* **WHAT IS REQUIRED**
Every entry in the following listing must be restated word for word, though not its pictures.

───── DATA TO USE

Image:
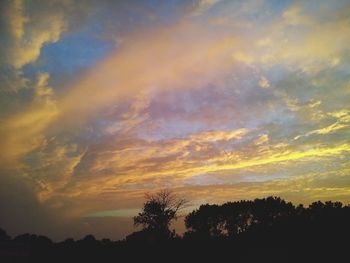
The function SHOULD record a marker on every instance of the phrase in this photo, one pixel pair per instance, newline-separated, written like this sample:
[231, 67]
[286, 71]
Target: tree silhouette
[159, 210]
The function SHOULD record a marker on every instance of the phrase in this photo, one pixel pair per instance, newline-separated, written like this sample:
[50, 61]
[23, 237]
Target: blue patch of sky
[69, 56]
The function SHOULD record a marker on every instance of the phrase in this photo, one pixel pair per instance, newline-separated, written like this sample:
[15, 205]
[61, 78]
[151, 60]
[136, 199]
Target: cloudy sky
[218, 100]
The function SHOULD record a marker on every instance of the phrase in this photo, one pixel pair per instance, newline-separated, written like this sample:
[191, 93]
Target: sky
[217, 100]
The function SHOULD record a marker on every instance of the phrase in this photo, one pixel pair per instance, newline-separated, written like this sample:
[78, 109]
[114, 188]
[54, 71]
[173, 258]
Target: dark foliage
[262, 230]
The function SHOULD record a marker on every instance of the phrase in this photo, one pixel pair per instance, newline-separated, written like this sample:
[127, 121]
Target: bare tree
[159, 210]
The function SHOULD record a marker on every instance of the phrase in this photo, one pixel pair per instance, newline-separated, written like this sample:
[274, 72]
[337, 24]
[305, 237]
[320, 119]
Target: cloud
[264, 83]
[28, 34]
[207, 104]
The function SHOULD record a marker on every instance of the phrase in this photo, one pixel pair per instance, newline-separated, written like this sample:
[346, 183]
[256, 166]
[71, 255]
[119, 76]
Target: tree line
[261, 230]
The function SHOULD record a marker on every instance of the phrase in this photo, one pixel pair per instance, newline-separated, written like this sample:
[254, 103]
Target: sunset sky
[218, 100]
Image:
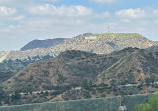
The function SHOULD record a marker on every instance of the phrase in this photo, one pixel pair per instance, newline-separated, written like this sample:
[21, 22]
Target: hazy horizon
[25, 20]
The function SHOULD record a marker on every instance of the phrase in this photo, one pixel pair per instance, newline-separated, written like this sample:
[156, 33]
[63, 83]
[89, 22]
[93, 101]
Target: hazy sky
[24, 20]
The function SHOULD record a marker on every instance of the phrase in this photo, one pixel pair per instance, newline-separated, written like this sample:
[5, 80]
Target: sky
[24, 20]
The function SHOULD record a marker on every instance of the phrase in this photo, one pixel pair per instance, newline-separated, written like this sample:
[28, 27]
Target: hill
[97, 43]
[78, 68]
[3, 55]
[42, 43]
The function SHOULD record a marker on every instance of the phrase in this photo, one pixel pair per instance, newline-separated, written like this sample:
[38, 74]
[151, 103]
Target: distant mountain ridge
[104, 43]
[42, 43]
[128, 66]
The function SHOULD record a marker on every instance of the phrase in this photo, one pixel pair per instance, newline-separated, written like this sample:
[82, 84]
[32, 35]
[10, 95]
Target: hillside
[74, 68]
[97, 43]
[3, 55]
[42, 43]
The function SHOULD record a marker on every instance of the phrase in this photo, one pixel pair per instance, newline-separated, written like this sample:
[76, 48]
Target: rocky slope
[97, 43]
[72, 68]
[42, 43]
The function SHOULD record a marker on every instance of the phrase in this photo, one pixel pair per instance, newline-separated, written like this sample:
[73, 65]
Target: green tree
[152, 105]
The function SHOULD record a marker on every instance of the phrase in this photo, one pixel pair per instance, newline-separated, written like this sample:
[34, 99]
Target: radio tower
[108, 28]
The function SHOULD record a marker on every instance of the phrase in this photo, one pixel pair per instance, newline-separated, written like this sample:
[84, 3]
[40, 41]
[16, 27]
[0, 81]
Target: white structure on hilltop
[91, 37]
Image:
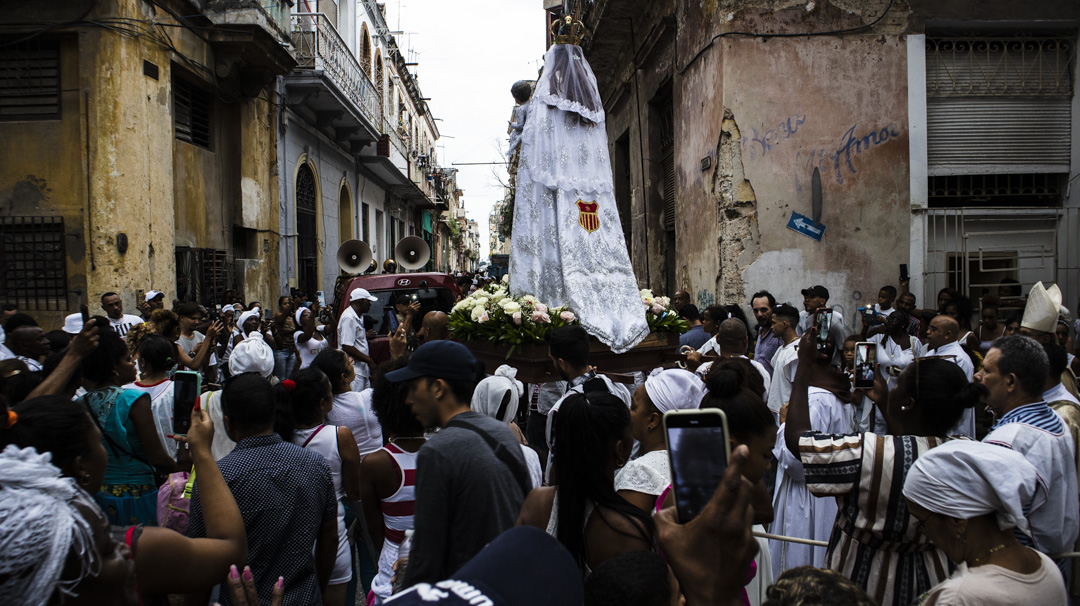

──────────

* **YOUR SOLUTION**
Image:
The function SHOULD record a marker on every instance of the phrase in this photo, one pixel pair per instance, newline-separated, written like this sample:
[231, 67]
[286, 71]
Target: tree silhouette
[159, 210]
The function SHOULD record a marker on every instance of the phrase in this photo, one pixel pair per instance, newline-separated, written like this sample:
[50, 61]
[23, 237]
Target: blue patch of sky
[69, 56]
The function SHOULD record a marker on every instance of the phrase in this photo, one pixel pair per instance, newline-separated, written like this sample:
[15, 205]
[61, 78]
[151, 60]
[136, 199]
Target: cloudy sky
[218, 100]
The function SHOULD record a marker on every instance of the phrase in this photo, one pixel pair per instance, newline-separated, written like this sample:
[191, 93]
Target: sky
[217, 100]
The function SHOULD record a marker on every instance of the phrase in this photo, one pixel pair per instance, newline-separated, written like this sample:
[78, 109]
[114, 188]
[54, 71]
[173, 258]
Target: dark foliage
[262, 230]
The function SHOULD record a marker on every instance of the phrase in this photo, one pixel pair per instance, newline-separated, written like this sample:
[127, 121]
Target: bare tree
[159, 210]
The function SHOULD record a marker on every instance of the phrase in this photo, one pixel pair per instance, newline-separated, written like this sample:
[274, 72]
[337, 24]
[305, 237]
[320, 119]
Target: cloud
[264, 83]
[28, 34]
[207, 104]
The function SHOULD record a marker on every instance of the phrase in this photo, one pixel pair per instance, newline-separated, written like this sample:
[346, 183]
[256, 166]
[71, 255]
[119, 76]
Target: tree line
[261, 230]
The function SHOULD record a marker on every instance of the phrase in this photo, one pixel pair per instance, newline-separated, written like this sample:
[254, 103]
Target: sunset sky
[218, 100]
Image:
The function SHOULD record a marker on every instance of the phrase in this photo, one pixel pair per instance, newline-separated, written like this sample:
[21, 22]
Target: hazy horizon
[25, 20]
The function SHOULD record a marker on every instance of the phrase in this photo, one pixel pair per instance, newline-separated, written like this sample:
[156, 33]
[63, 83]
[89, 22]
[93, 101]
Target: hazy sky
[24, 20]
The function SHOULD record a marker on every instance of the phrase in this photo, one pixel pair per instance, newline-separated, written like this sample:
[5, 80]
Target: sky
[24, 20]
The function SHOULD record a marker on every instance of the phrase in this photo, one pixel pair per instance, newline-separated, written like this sample:
[28, 27]
Target: hill
[97, 43]
[78, 68]
[3, 55]
[42, 43]
The function SHOULD record a marker on every instance of the phrase in this photo, one pixel pair per instance, newline-separated, written like this sample:
[38, 74]
[151, 103]
Target: distant mountain ridge
[104, 43]
[42, 43]
[128, 66]
The function SHOULD record a marker on every instance of the phrase in this photo, one pixel pair per instance, newline-separated, written like this sample:
[82, 84]
[32, 35]
[10, 95]
Target: hillside
[74, 68]
[97, 43]
[3, 55]
[42, 43]
The function SHOULD record a marker on every instance of the phrase in this photo, one pixel pair per instance, newline-separated, written like this sample:
[76, 48]
Target: rocky slope
[97, 43]
[72, 68]
[42, 43]
The function SHOULD record a marker on every instance of the phrase in this photo, one pixel pair per instance, newline-separated, written like this sample:
[73, 65]
Target: green tree
[152, 105]
The function SHOULD record a marker on every instance of the phrase in this photo, one pixel pair per instance, newline-separated, written like this sample:
[34, 99]
Target: radio tower
[108, 28]
The function SHOULD record a marker on every instance of the phrase in this photo, one pixel pair per instance, newline-separated, written like this sample:
[84, 3]
[40, 41]
[16, 27]
[0, 81]
Target: white structure on hilltop
[91, 37]
Image:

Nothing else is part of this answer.